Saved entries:

■ ■ ■ ■

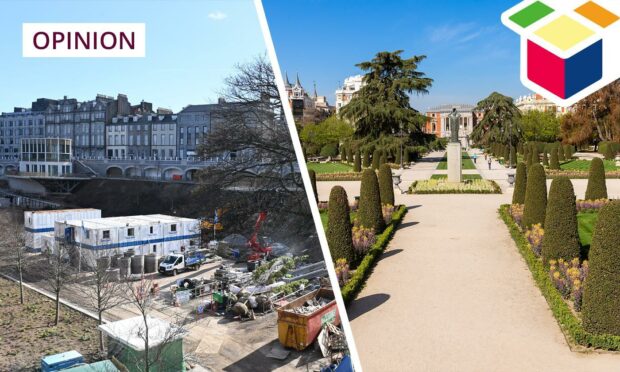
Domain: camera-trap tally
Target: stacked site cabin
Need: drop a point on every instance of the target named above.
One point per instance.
(150, 234)
(39, 224)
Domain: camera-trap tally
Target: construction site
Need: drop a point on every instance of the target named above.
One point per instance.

■ ■ ■ ■

* What is expected: The data above must be given again in full and unaltered, minus its images.

* Reply to the exercise:
Domain: camera-trap tally
Target: stacked site cabin
Need: drop a point on every instance of the target named above.
One point per instance.
(150, 234)
(39, 224)
Domain: camera-trap tally
Target: construction site
Need: drop a point on every instance of the target named above.
One point per instance.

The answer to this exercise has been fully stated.